[Records from a collection]
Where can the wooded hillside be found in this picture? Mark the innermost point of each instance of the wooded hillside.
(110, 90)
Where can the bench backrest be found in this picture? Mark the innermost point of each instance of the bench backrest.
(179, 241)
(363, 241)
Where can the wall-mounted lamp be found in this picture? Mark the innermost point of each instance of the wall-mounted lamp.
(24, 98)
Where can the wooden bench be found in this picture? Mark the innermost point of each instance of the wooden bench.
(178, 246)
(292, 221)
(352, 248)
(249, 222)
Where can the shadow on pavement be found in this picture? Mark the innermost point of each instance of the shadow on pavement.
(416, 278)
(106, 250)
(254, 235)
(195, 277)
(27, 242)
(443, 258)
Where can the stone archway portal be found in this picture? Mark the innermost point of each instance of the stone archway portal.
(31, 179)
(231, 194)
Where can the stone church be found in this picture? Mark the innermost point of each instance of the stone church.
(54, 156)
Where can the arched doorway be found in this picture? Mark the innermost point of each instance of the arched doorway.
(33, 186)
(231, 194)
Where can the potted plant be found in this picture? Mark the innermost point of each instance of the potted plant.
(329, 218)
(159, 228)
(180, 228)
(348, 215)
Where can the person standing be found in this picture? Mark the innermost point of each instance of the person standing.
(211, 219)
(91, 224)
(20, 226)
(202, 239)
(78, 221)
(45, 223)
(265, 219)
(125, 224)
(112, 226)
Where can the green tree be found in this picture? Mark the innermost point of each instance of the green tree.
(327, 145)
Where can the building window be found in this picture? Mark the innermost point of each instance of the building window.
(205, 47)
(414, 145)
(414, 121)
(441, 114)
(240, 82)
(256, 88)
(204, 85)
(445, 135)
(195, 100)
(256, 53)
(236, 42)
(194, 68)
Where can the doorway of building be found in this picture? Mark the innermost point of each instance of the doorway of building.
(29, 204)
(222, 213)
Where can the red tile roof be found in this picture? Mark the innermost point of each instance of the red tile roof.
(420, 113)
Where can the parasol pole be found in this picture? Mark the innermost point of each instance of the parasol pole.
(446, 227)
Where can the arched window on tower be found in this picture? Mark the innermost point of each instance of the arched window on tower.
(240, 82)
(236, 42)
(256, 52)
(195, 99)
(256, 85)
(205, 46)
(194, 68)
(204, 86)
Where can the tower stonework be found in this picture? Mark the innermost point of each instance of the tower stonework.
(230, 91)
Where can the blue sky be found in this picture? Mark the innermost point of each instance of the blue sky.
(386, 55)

EXERCISE INSTRUCTIONS: Transcribe the full set of records precisely.

COMPLETED EXERCISE:
Where can the wooded hillside be found in this picture? Mark the innermost point of each instance of the wooded hillside.
(110, 90)
Where can the bench backrest be found in this picture? Mark the innermost point of each instance of the bench backrest.
(179, 241)
(363, 241)
Where can the wall-mounted lamp be found in this picture? Mark the innermost point of each instance of the wall-mounted lamp.
(24, 98)
Where can the wooden bench be found in this picture? Mark the innermost point of each instance of the wooden bench.
(178, 246)
(292, 221)
(352, 248)
(249, 222)
Where can the shadow on pavement be found in this picture? Mark the innermost point of each instance of the shadow on pavement.
(416, 278)
(106, 250)
(254, 235)
(195, 277)
(27, 242)
(443, 258)
Where can the stone archway portal be found in this picture? Mark the innermost point of each instance of the stone archway portal.
(31, 179)
(231, 194)
Where can the stone church be found in this picture? Mark the innermost point of each instance of the stone church.
(54, 156)
Where can the arched doorway be found in this picture? Mark the innermost point of each instance of the arched doorway.
(33, 186)
(231, 194)
Where can the potted plant be found in this picture? Mark the innermost point of each instance of the potted plant.
(329, 218)
(159, 228)
(180, 228)
(348, 215)
Where can the person standing be found in this picture? Mark the innermost point of each instance of the person standing.
(211, 219)
(91, 224)
(20, 226)
(202, 239)
(78, 221)
(45, 223)
(265, 219)
(125, 224)
(112, 226)
Where can the green tree be found in this picture? Mark the innermost point of each instance of the green tree.
(327, 145)
Where can the building window be found in this picture? Mark the innermost point of each instance of the building window.
(205, 47)
(414, 145)
(414, 121)
(441, 114)
(240, 82)
(256, 88)
(204, 85)
(445, 135)
(195, 100)
(256, 53)
(236, 42)
(194, 68)
Where can the doorway of building be found in this picture? Mark the innermost point of each instance of the doorway of building.
(29, 204)
(222, 213)
Where can the red tile roof be found in this picture? Mark the innermost point of each instance of the red tile roof.
(420, 113)
Where can the parasol pole be found in this picture? Mark the innermost point of each instance of the parasol pole.
(446, 227)
Where can the arched window on tower be found in this picture? Mark the innermost point of each instance of the arched window on tower.
(240, 82)
(236, 42)
(256, 52)
(195, 99)
(256, 85)
(205, 46)
(194, 68)
(204, 86)
Where can the tower stonework be found in this picture? Mark the innermost point of each instance of the tower stonework.
(230, 91)
Where can the blue sky be found in this picture? Mark the innermost point of each instance of the blue sky.
(386, 55)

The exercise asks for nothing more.